● **WHAT THE TASK REQUIRES**
Lines from the one containing "target: denim jacket" through the last line of the data are to be repeated word for word, both ends included.

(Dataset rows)
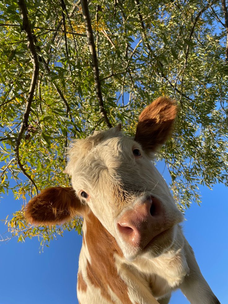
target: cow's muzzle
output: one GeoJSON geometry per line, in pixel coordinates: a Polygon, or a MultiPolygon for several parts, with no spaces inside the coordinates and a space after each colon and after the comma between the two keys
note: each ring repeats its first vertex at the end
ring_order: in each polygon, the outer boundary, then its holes
{"type": "Polygon", "coordinates": [[[165,227],[165,218],[162,204],[150,195],[121,215],[117,229],[124,241],[143,249],[156,236],[169,228],[165,227]]]}

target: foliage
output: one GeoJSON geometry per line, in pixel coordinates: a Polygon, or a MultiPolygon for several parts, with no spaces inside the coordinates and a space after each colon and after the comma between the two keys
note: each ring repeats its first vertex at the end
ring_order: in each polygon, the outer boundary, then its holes
{"type": "MultiPolygon", "coordinates": [[[[63,170],[70,140],[107,127],[96,94],[80,1],[25,3],[39,70],[18,152],[39,190],[69,185],[63,170]]],[[[112,125],[121,123],[132,135],[139,113],[152,100],[165,95],[179,103],[174,136],[158,159],[165,160],[182,209],[200,202],[199,185],[228,184],[228,23],[221,6],[199,0],[89,3],[100,86],[112,125]]],[[[35,188],[23,175],[15,150],[33,65],[18,4],[0,1],[0,190],[25,199],[35,188]]],[[[21,210],[6,223],[20,240],[39,236],[48,241],[63,229],[80,232],[81,219],[62,227],[31,227],[21,210]]]]}

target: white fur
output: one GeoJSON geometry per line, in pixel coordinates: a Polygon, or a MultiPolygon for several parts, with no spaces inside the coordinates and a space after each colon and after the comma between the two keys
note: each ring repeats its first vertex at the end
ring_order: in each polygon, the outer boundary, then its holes
{"type": "MultiPolygon", "coordinates": [[[[192,304],[219,303],[183,236],[179,224],[182,215],[164,178],[139,144],[123,136],[116,127],[76,141],[69,156],[66,170],[72,176],[76,193],[115,238],[123,253],[122,257],[115,254],[116,266],[118,275],[127,284],[132,303],[168,303],[171,292],[179,288],[192,304]],[[142,157],[134,157],[132,151],[135,148],[140,150],[142,157]],[[81,196],[82,191],[89,195],[87,199],[81,196]],[[116,223],[126,210],[151,194],[165,207],[164,225],[171,228],[144,252],[126,243],[116,223]]],[[[86,218],[84,220],[85,233],[86,218]]],[[[164,229],[159,228],[161,231],[164,229]]],[[[79,299],[81,304],[107,303],[87,277],[86,267],[91,261],[86,241],[79,270],[88,288],[85,293],[78,292],[79,299]]],[[[113,302],[120,302],[110,287],[113,302]]]]}

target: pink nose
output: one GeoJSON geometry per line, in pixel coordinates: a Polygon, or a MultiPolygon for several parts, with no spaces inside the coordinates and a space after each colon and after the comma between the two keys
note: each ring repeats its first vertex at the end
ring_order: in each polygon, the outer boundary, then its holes
{"type": "Polygon", "coordinates": [[[117,224],[122,238],[134,247],[144,248],[161,232],[162,213],[158,200],[150,196],[127,210],[117,224]]]}

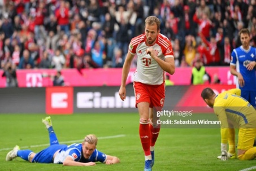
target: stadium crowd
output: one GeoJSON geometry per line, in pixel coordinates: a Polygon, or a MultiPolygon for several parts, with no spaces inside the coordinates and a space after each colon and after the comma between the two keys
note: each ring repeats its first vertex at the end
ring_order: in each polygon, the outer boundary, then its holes
{"type": "MultiPolygon", "coordinates": [[[[162,21],[175,65],[229,65],[238,32],[256,42],[255,0],[0,1],[0,68],[122,67],[146,17],[162,21]]],[[[134,58],[132,67],[136,64],[134,58]]]]}

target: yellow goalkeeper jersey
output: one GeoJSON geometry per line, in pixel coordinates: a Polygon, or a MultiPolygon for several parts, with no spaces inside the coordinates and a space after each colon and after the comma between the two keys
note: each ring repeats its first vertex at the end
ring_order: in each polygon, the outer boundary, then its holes
{"type": "Polygon", "coordinates": [[[216,97],[214,110],[222,128],[256,128],[256,111],[240,95],[241,90],[233,89],[216,97]]]}

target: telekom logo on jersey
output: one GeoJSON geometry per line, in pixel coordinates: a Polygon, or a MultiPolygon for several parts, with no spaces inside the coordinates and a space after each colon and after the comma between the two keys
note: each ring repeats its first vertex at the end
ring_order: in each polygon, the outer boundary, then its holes
{"type": "Polygon", "coordinates": [[[146,67],[149,67],[151,64],[151,58],[142,58],[142,61],[146,67]]]}

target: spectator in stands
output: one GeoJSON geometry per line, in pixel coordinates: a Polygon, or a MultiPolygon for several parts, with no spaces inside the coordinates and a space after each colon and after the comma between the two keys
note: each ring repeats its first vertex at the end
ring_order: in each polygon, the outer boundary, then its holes
{"type": "Polygon", "coordinates": [[[124,60],[123,60],[122,50],[120,49],[116,49],[113,58],[113,67],[123,68],[124,60]]]}
{"type": "Polygon", "coordinates": [[[65,85],[63,77],[60,71],[57,71],[55,76],[52,78],[54,86],[63,86],[65,85]]]}
{"type": "Polygon", "coordinates": [[[215,37],[211,37],[210,41],[208,41],[202,33],[199,33],[199,35],[202,42],[207,46],[208,51],[211,55],[210,65],[220,65],[220,56],[218,49],[218,42],[215,37]]]}
{"type": "MultiPolygon", "coordinates": [[[[197,56],[199,54],[197,54],[197,56]]],[[[210,83],[211,77],[206,72],[205,67],[203,67],[203,63],[199,59],[197,59],[194,63],[194,67],[192,68],[191,84],[204,84],[205,81],[208,81],[209,83],[210,83]]]]}
{"type": "Polygon", "coordinates": [[[54,14],[51,14],[49,17],[49,20],[48,22],[46,22],[45,27],[45,29],[50,33],[50,32],[53,32],[54,34],[57,34],[58,32],[58,27],[59,27],[59,30],[60,30],[60,27],[58,25],[57,19],[55,16],[54,14]]]}
{"type": "Polygon", "coordinates": [[[36,8],[36,14],[34,16],[34,34],[37,40],[44,38],[45,36],[45,27],[44,21],[46,14],[46,9],[45,8],[45,2],[44,1],[39,2],[38,7],[36,8]]]}
{"type": "MultiPolygon", "coordinates": [[[[127,34],[129,29],[129,24],[125,23],[124,19],[122,19],[120,23],[118,23],[119,29],[116,33],[116,43],[119,49],[122,50],[122,54],[124,55],[128,51],[130,36],[127,34]]],[[[124,59],[124,55],[123,59],[124,59]]]]}
{"type": "Polygon", "coordinates": [[[99,11],[98,1],[90,0],[88,10],[88,20],[90,22],[90,25],[91,25],[93,22],[99,21],[101,11],[99,11]]]}
{"type": "Polygon", "coordinates": [[[20,17],[19,15],[15,16],[14,17],[14,30],[20,32],[21,30],[21,25],[20,24],[20,17]]]}
{"type": "Polygon", "coordinates": [[[19,64],[20,69],[32,69],[34,68],[34,62],[31,58],[29,51],[25,49],[23,51],[23,56],[19,64]]]}
{"type": "Polygon", "coordinates": [[[166,73],[166,77],[164,79],[164,83],[166,86],[171,86],[174,85],[174,82],[171,81],[170,75],[166,73]]]}
{"type": "Polygon", "coordinates": [[[230,41],[228,37],[225,37],[224,40],[224,46],[222,50],[223,51],[223,54],[224,54],[224,65],[229,65],[231,56],[231,52],[232,49],[231,48],[231,45],[230,45],[230,41]]]}
{"type": "Polygon", "coordinates": [[[137,0],[134,7],[134,12],[137,15],[135,23],[135,36],[136,36],[141,34],[144,30],[144,8],[142,1],[137,0]]]}
{"type": "Polygon", "coordinates": [[[66,59],[61,53],[59,49],[57,49],[55,52],[55,55],[53,57],[51,65],[57,71],[60,71],[64,66],[66,59]]]}
{"type": "Polygon", "coordinates": [[[66,6],[65,1],[64,0],[60,1],[60,6],[56,10],[55,16],[58,24],[60,27],[60,29],[67,35],[70,34],[69,11],[70,9],[67,8],[66,6]]]}
{"type": "Polygon", "coordinates": [[[200,5],[196,10],[197,17],[198,19],[203,19],[203,17],[209,18],[211,15],[210,8],[206,6],[205,0],[200,0],[200,5]],[[206,16],[203,16],[206,15],[206,16]]]}
{"type": "MultiPolygon", "coordinates": [[[[201,0],[202,1],[203,1],[201,0]]],[[[203,12],[201,14],[197,11],[193,19],[198,25],[198,33],[201,33],[206,40],[210,40],[210,29],[212,27],[212,23],[208,17],[207,14],[203,12]],[[200,16],[201,15],[201,16],[200,16]]]]}
{"type": "Polygon", "coordinates": [[[14,27],[8,19],[8,14],[3,14],[3,20],[0,20],[0,30],[5,33],[6,38],[10,38],[14,33],[14,27]]]}
{"type": "Polygon", "coordinates": [[[59,38],[59,34],[55,34],[53,30],[49,31],[48,36],[46,37],[46,49],[55,51],[58,48],[57,42],[59,38]]]}
{"type": "Polygon", "coordinates": [[[19,65],[21,57],[21,50],[18,45],[14,46],[14,51],[12,52],[12,61],[16,66],[19,65]]]}
{"type": "Polygon", "coordinates": [[[47,50],[45,50],[43,53],[42,59],[39,64],[40,68],[51,68],[51,61],[49,58],[49,54],[47,50]]]}
{"type": "Polygon", "coordinates": [[[98,67],[103,66],[103,59],[106,58],[106,53],[104,51],[105,46],[102,40],[97,40],[92,49],[92,59],[97,64],[98,67]]]}
{"type": "Polygon", "coordinates": [[[189,66],[193,66],[193,62],[196,56],[197,42],[194,36],[188,35],[186,36],[186,43],[184,50],[185,60],[189,66]]]}
{"type": "Polygon", "coordinates": [[[115,21],[110,14],[107,13],[105,15],[105,22],[102,24],[102,30],[105,32],[106,38],[112,38],[114,32],[114,25],[115,21]]]}

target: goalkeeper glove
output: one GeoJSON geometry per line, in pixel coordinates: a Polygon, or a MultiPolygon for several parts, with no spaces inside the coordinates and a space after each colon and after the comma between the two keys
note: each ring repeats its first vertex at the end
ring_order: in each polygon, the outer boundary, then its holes
{"type": "Polygon", "coordinates": [[[220,144],[222,148],[222,160],[225,161],[228,160],[228,153],[227,152],[227,144],[222,143],[220,144]]]}

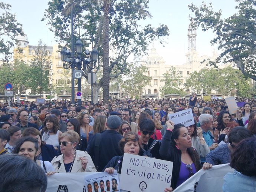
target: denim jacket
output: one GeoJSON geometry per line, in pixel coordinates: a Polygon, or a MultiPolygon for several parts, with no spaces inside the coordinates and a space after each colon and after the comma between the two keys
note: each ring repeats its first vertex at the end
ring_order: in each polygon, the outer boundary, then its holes
{"type": "Polygon", "coordinates": [[[234,170],[228,173],[224,178],[222,186],[223,192],[256,191],[256,177],[245,175],[234,170]]]}

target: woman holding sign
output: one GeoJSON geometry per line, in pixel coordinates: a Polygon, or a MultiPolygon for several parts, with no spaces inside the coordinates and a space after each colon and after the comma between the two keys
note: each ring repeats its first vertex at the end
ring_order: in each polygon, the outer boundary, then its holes
{"type": "MultiPolygon", "coordinates": [[[[133,132],[128,132],[124,135],[124,138],[119,142],[119,146],[124,153],[139,155],[140,151],[142,151],[140,144],[140,136],[138,134],[133,132]]],[[[106,165],[103,171],[112,174],[115,169],[118,173],[121,173],[123,158],[124,155],[113,157],[106,165]]],[[[173,189],[171,188],[166,188],[164,190],[164,192],[172,191],[173,189]]]]}
{"type": "MultiPolygon", "coordinates": [[[[192,147],[192,140],[187,129],[183,125],[174,126],[166,122],[167,129],[160,148],[160,155],[164,160],[173,162],[171,186],[175,189],[201,168],[199,156],[192,147]]],[[[203,169],[212,165],[205,163],[203,169]]]]}

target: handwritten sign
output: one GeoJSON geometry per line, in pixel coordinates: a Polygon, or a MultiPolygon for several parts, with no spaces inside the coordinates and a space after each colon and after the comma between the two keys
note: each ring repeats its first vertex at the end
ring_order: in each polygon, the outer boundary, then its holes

● **REPLY TO THE EXERCISE**
target: denim jacket
output: one GeoJSON geometry per line, in pixel coordinates: a Polygon, or a MultiPolygon for several parts, with no spaces inside the coordinates and a space after each colon and after the comma between the two keys
note: each ring repeats its first vertex at the end
ring_order: in each polygon, the outer boundary, then its holes
{"type": "Polygon", "coordinates": [[[234,170],[228,173],[224,178],[222,186],[223,192],[256,191],[256,177],[245,175],[234,170]]]}

target: woman holding sign
output: one GeoJSON geometry per line, in pixel coordinates: a Polygon, or a MultiPolygon for several parts, with no spaces inside the coordinates and a space after each colon and after the comma between the two keys
note: each ring repeats its first vertex at the end
ring_order: in each polygon, the outer boundary, then its holes
{"type": "MultiPolygon", "coordinates": [[[[133,132],[128,132],[124,135],[124,138],[119,142],[119,146],[124,153],[139,155],[140,151],[142,151],[140,144],[140,136],[138,134],[133,132]]],[[[106,165],[103,171],[112,174],[115,169],[118,173],[121,173],[123,158],[124,155],[113,157],[106,165]]],[[[173,189],[171,188],[166,188],[164,190],[164,192],[172,191],[173,189]]]]}
{"type": "MultiPolygon", "coordinates": [[[[192,147],[192,140],[187,129],[183,125],[174,126],[166,122],[167,129],[160,148],[160,155],[164,160],[173,162],[171,186],[175,189],[201,168],[199,156],[192,147]]],[[[203,169],[212,165],[205,163],[203,169]]]]}

target: handwritten sign
output: one GeoJSON geometry per line, in pixel coordinates: a Polygon, or a MultiPolygon for several parts, with no spaces inside the coordinates and a space after each colon and after the comma between the two keys
note: each ring repeats its first vertex at the end
ring_order: in each polygon, the outer boundary, then its holes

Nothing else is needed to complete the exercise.